__To do__
1. From the biography of Bobby, reproduce the passage from "Born in Brooklyn, N.Y., where" up to and including "the East Side.".
2. Answer these questions using the biography of Bobby:
(a) In what city was Bobby born, and until what age did he live there?
(b) How many books about Milwaukee has The History Press published?
(c) Which organization named The Yell Leaders the best unsigned band in their region?

Born in Brooklyn, N.Y., where he lived until he was 17, Bobby received his BA-Mass Communications from UWM in 1989 and has lived in Walker's Point, Bay View, Enderis Park, South Milwaukee and on the East Side.
He has published three non-fiction books in Italy – including one about an event in Milwaukee history, which was published in the U.S. in autumn 2010. Four more books, all about Milwaukee, have been published by The History Press.
With his most recent band, The Yell Leaders, Bobby released four LPs and had a songs featured in episodes of TV's "Party of Five" and "Dawson's Creek," and films in Japan, South America and the U.S. The Yell Leaders were named the best unsigned band in their region by VH-1 as part of its Rock Across America 1998 Tour. Most recently, the band contributed tracks to a UK vinyl/CD tribute to the Redskins and collaborated on a track with Italian novelist Enrico Remmert.

__Data below__
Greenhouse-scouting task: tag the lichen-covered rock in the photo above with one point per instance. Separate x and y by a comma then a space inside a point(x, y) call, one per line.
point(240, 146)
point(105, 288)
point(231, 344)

__Solved tasks__
1.
Born in Brooklyn, N.Y., where he lived until he was 17, Bobby received his BA-Mass Communications from UWM in 1989 and has lived in Walker's Point, Bay View, Enderis Park, South Milwaukee and on the East Side.

2.
(a) Brooklyn, N.Y.; he lived there until he was 17.
(b) Four.
(c) VH-1, as part of its Rock Across America 1998 Tour.